Provided records:
|---|
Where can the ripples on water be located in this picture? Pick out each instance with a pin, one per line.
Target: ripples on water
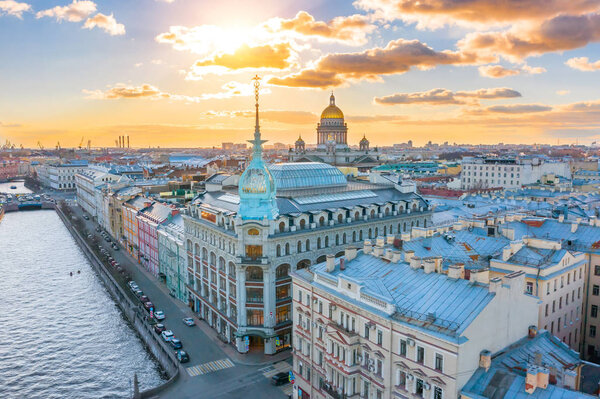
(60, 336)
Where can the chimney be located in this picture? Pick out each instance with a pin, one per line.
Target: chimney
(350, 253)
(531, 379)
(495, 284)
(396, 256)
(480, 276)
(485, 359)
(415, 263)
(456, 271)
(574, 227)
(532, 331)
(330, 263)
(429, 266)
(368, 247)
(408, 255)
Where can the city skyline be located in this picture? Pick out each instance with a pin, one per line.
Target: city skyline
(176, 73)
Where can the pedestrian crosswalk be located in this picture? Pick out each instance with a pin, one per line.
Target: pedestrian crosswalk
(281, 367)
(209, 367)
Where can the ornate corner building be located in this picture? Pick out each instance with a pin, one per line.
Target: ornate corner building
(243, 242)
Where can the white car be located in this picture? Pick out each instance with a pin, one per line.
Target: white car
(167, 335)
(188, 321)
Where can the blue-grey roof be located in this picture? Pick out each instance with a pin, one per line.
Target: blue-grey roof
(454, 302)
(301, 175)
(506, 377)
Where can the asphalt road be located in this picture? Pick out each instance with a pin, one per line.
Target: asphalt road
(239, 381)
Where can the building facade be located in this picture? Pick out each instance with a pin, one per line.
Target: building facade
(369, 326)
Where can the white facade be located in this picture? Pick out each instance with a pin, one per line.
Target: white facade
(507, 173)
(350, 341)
|---|
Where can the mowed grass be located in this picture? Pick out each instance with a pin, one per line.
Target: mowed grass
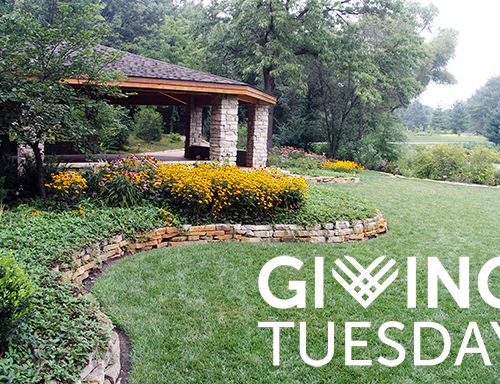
|---|
Your task: Extract every line above that contains the word "each", copying those lines in their original order.

Solved exercise:
Where can the ripples on water be located in this picture? Pick out each instance with a pin, one per line.
Where can the chimney be located in this picture? Pick out each instance with a pin, one per line.
Where can the city skyline be located in this picture? Pick out each instance with a pin, one per line.
Where can the pedestrian crosswalk be located in this picture? Pick out each instance with a pin, one per line.
Where can the ornate corner building be located in this picture? Pick out each instance with a pin, one per line.
Where can the white car be located in this picture? Pick out each instance with a pin, one per line.
Where can the blue-grey roof be located in this picture? Pick out each instance with a pin, one per line.
Where can the asphalt road be located in this picture? Pick out each instance with a pin, one per line.
Where can the building facade be located in this picture? Pick out each instance with a pin, one per line.
Where can the white facade be located in this picture? Pick out each instance with a pin, one per line.
Where can the mowed grass be located in this picture? Pick out each instance with a pin, one per line.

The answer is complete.